- Your goal
Without the pictures, set down the records below word for word.

- Materials provided
★ ★ ★

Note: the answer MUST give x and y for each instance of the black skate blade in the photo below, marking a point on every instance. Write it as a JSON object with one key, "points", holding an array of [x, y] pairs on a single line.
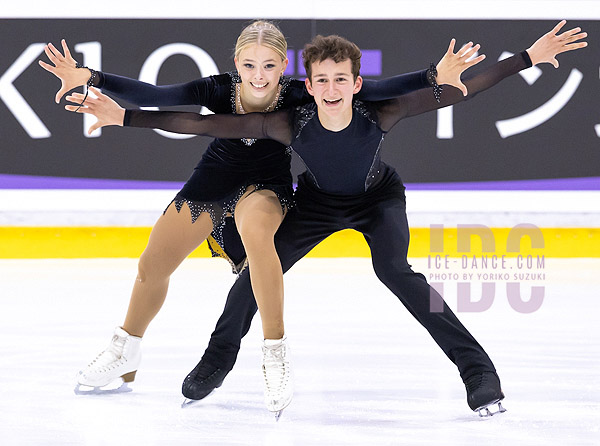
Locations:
{"points": [[485, 412], [124, 388]]}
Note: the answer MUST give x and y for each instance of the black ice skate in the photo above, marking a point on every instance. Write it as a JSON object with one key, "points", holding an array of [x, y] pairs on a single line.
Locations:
{"points": [[483, 391], [201, 382]]}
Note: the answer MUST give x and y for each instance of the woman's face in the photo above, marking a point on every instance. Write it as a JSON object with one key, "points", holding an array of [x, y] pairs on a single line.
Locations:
{"points": [[260, 68]]}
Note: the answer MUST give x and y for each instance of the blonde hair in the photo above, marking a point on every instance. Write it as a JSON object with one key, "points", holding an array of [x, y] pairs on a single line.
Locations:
{"points": [[262, 32]]}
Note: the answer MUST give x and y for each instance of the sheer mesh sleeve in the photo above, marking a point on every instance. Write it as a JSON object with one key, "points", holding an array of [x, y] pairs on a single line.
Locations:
{"points": [[392, 87], [274, 125], [391, 111], [143, 94]]}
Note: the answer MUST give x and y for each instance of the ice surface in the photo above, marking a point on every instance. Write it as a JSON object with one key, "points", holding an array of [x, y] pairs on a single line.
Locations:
{"points": [[366, 372]]}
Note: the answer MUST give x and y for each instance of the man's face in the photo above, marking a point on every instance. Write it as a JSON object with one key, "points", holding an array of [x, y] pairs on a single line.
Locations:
{"points": [[333, 86]]}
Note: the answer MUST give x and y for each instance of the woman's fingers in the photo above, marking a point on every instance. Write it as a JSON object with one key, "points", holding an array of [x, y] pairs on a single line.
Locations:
{"points": [[66, 49]]}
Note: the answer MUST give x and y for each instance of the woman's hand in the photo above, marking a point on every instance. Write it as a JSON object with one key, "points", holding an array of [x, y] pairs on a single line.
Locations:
{"points": [[547, 47], [102, 107], [64, 69], [452, 65]]}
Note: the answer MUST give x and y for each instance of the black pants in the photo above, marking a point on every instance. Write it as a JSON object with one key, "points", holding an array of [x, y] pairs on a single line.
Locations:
{"points": [[380, 215]]}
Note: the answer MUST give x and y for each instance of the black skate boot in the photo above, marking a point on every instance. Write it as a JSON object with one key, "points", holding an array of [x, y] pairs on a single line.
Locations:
{"points": [[201, 381], [483, 390]]}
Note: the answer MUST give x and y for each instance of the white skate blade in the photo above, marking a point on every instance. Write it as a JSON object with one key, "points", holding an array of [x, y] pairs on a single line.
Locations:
{"points": [[485, 412], [80, 389]]}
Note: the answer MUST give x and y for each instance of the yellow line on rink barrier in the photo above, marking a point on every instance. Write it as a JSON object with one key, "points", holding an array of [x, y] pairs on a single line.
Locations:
{"points": [[94, 242]]}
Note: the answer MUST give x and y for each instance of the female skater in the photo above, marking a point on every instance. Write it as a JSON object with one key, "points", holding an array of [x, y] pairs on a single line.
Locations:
{"points": [[247, 178], [361, 192]]}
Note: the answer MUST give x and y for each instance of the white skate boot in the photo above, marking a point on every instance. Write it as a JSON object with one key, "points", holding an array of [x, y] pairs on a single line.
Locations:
{"points": [[120, 360], [279, 385]]}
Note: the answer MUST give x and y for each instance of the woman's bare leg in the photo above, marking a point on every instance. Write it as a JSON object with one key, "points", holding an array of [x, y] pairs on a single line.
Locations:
{"points": [[172, 239], [257, 216]]}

★ ★ ★

- Answer to this problem
Note: the answer MUST give x and y for each instance of the black skate blade in the photo below, marking a point on every instance. Write it as a JSON object with one key, "points", holding an array of [x, y] pairs on a single line.
Locations:
{"points": [[485, 412], [124, 388]]}
Note: the answer MUST give x and y for each instance of the black ice skate in the photo above, marking a point on every instance. Write it as a JSON object with one key, "points", holding an array of [x, y] pairs on a single line.
Locations:
{"points": [[483, 391], [201, 382]]}
Note: the answer MUST give x and y for each instance of the woman's face in the photo above, marking a point on every instance. Write it as a JSON object with one key, "points", holding an array of [x, y] pairs on a single line.
Locations:
{"points": [[260, 68]]}
Note: the answer MUST give x and y for each instance of the blonde hair in the photo above, marking a point on every instance. Write it as a JSON object with one key, "points", holding an array of [x, y] pairs on a single line.
Locations:
{"points": [[262, 32]]}
Note: the answer MUST give x and y for each instance of the sheer mesh sleeve in the photo above, marking a point on every instance. Write it as a JSON object with one key, "points", holding an array of [x, y] pairs on a single line.
Locations:
{"points": [[392, 87], [274, 125], [391, 111], [143, 94]]}
Note: the answer MUST give x and y for each instance of the ice surface in the photo above, marking a point on every instance. Write it as a JSON object with one key, "points", holding an array of [x, y] pairs on a single line.
Locations:
{"points": [[366, 372]]}
Note: the answer MUST give x and y for each instance of the man's face in the photo above, marking a point on every instance. Write it as a JSON object with one key, "points", holding an array of [x, y] pairs on a single line.
Locations:
{"points": [[333, 86]]}
Note: the answer MUST give x and y for each instance of the woman's fingers in the photo above, marking a point on every instance. Write it as a JSON object with one key, "points", holding an array of [x, y] pairs on a single line.
Locations:
{"points": [[66, 49]]}
Note: the answer MUST give x and y for each instance of the woman's hand in the photo above, marking a point on every instance. Write it as a JSON object with one key, "points", holding an array of [x, y] pairs on a single line.
Locations:
{"points": [[547, 47], [102, 107], [64, 69], [452, 65]]}
Note: the answer MUST give x and y for each instance of the black pants in the photo above, marking a point on every instance. Write it as a JSON object with one key, "points", holding an array of [x, y] pairs on a single line.
Locations:
{"points": [[380, 215]]}
Note: the answer MUST give x and y for each instance of the black skate boot in the photo above, marking a point on every instance. Write it as a JSON object with one key, "points", holding an array of [x, y] pairs on a single line.
Locations:
{"points": [[201, 381], [483, 390]]}
Note: the answer MUST give x and y for each instance of the white skate blade in the photo above, marking a point on every instance. Write it as a JSON object with one key, "points", holding an array of [x, y] pairs on a single line.
Locations:
{"points": [[485, 412], [80, 389]]}
Note: the answer MUST give x and y for each instance of the yellow line on rink barrier in the photo above, marking a point on every instance. Write it as a JSON object with one key, "points", holding an array of [x, y] pairs on a single line.
Locations:
{"points": [[94, 242]]}
Note: the answer MUST give x and y for each instance of the female skater in the photo above, marking a point on every instance. Write it as a JSON object with one key, "points", holding an array of [x, y] pairs on a single line.
Locations:
{"points": [[247, 178], [361, 192]]}
Note: the answer MUST give x and y for each instance of the white skate boot in the photo above, marking a point on every instance. Write it as a JSON object with one key, "points", holding an array of [x, y] pairs on a single line.
Locations:
{"points": [[120, 360], [279, 385]]}
Note: the answer MUST give x and y for each instance of the woman's bare leg in the photo above, marking a point on every instance. Write it as a JSON object with one key, "points", holding an array of [x, y] pairs on a single line.
Locations:
{"points": [[172, 239], [257, 216]]}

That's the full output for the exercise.